- **WORK ORDER**: Until the last line is reached, keep transcribing the material exactly.

━━ GIVEN RECORDS

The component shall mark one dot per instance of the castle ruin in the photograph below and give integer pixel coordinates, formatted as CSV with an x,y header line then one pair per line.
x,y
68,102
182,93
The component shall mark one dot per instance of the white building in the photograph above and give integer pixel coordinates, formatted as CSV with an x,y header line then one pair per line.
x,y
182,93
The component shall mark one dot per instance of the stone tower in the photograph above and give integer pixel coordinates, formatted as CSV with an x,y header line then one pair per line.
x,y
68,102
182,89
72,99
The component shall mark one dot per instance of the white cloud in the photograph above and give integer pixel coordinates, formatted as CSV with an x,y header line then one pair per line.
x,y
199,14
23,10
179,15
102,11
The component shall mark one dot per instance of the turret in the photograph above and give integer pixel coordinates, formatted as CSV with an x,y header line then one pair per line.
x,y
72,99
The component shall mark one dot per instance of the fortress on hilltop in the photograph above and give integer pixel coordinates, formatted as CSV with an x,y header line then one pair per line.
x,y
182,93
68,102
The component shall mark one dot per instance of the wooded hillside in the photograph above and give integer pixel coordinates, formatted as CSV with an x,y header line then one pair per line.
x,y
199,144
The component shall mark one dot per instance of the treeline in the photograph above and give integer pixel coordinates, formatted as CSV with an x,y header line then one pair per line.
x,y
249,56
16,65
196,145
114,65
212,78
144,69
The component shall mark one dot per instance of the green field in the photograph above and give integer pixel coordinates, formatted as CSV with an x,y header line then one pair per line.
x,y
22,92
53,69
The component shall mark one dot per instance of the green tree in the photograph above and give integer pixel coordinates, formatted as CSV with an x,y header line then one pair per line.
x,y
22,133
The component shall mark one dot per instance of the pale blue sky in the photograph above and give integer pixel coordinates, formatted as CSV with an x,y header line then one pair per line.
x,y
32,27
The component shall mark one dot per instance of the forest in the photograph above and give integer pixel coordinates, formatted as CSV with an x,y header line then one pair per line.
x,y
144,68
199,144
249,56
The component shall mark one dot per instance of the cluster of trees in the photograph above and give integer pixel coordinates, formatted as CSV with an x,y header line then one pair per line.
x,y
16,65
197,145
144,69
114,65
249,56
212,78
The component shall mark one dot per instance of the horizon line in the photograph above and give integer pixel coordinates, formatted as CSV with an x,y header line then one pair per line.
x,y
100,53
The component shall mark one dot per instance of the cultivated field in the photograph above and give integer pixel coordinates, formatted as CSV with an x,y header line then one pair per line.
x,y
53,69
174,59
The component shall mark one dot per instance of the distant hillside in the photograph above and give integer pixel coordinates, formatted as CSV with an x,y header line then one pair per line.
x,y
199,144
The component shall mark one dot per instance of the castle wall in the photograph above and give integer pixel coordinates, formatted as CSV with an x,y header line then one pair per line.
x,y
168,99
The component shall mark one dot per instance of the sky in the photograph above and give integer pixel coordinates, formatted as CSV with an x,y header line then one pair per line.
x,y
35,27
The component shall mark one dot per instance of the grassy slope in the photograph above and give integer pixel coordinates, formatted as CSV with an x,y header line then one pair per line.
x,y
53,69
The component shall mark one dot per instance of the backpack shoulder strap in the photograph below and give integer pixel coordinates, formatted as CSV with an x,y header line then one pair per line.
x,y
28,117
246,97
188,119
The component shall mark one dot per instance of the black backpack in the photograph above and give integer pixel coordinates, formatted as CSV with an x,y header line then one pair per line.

━━━━

- **EXPECTED ANSWER**:
The component shall mark one dot per instance of the castle ruin in the photograph below and give integer pixel coordinates, formatted as CSV with an x,y header line then one pair per line.
x,y
68,102
182,93
The component shall mark one dot per instance of the white building in the photograph above and give integer pixel coordinates, formatted as CSV with an x,y header line then one pair per line.
x,y
182,93
The component shall mark one dot per instance of the stone tower in the photograph above and give integer pixel coordinates, formatted as CSV with an x,y header line then one pair per line.
x,y
68,102
182,89
72,99
The component shall mark one dot per instance of the white cloud in the photograph above and give integer pixel coordinates, formatted as CSV with an x,y header line then one pair per line.
x,y
199,14
23,10
179,15
102,11
The component shall mark one dot per instance of the turret in the photograph above and give integer pixel coordinates, formatted as CSV with an x,y header line then one pair per line.
x,y
72,99
The component shall mark one dot per instance of the fortress on hilltop in the photograph above and give integer pixel coordinates, formatted as CSV with an x,y header line then one pair per line.
x,y
182,93
68,102
The component shall mark one dot per instance of the wooded hillside in the photograph above and give integer pixel coordinates, formatted as CSV with an x,y header line then one pair per line.
x,y
199,144
The component shall mark one dot per instance of the treeline in the photograph above and give integer pixel coordinates, formatted as CSV with an x,y header line then one pair per line.
x,y
249,56
16,65
196,145
114,65
212,78
144,69
The component shall mark one dot per instance of the green field in the photograph above and give integer pixel coordinates, formatted as CSV with an x,y header line then one pair per line.
x,y
22,92
53,69
The component shall mark one dot per instance of the green tree in the photograph above and give integer pixel coordinates, formatted as CSV with an x,y header line then one pair per line.
x,y
22,133
The component shall mark one dot per instance of the pale blue sky in the photograph above and give integer pixel coordinates, formatted as CSV with an x,y header line then one pair per line.
x,y
32,27
The component shall mark one dot per instance of the forest in the photograph above and give integer pixel coordinates, formatted as CSV with an x,y header line then one pair per line.
x,y
144,68
199,144
249,56
The component shall mark one dot per instance of the cluster of trees in the photograph above and give integer pixel coordinates, formatted as CSV with an x,y header line then one pair per line.
x,y
16,65
197,145
144,69
114,65
249,56
212,78
The component shall mark one dot per instance of the horizon line in the photograph above and give integer pixel coordinates, formatted as CSV with an x,y header line then one pair per line.
x,y
100,53
The component shall mark one dot per instance of the cultivated field in the photograph above and give integer pixel coordinates, formatted as CSV with an x,y header line then one pair per line.
x,y
53,69
174,59
The component shall mark one dot per instance of the distant hillside in the photograph above and give integer pixel coordinates, formatted as CSV with an x,y header line then one pair per line.
x,y
199,144
The component shall mark one dot per instance of the castle wall in the photograph above and give integer pixel coordinates, formatted as CSV with an x,y header line then one pair per line.
x,y
168,99
The component shall mark one dot per instance of the sky in the photograph above and give integer pixel coordinates, formatted as CSV with an x,y header line then one pair per line.
x,y
35,27
The component shall mark one dot per instance of the grassy slope in the photograph above and give integer pixel coordinates, formatted as CSV with an x,y header line then one pair per line.
x,y
53,69
The component shall mark one dot per instance of the backpack shoulder strap in the photograph below and give integer pixel coordinates, formatted as CSV with an x,y header line then one pair per line.
x,y
28,117
246,97
188,119
The component shall mark one dot per instance of the black backpack in the photograph above and give integer pixel coordinates, formatted as CSV with an x,y header line then one pair per line.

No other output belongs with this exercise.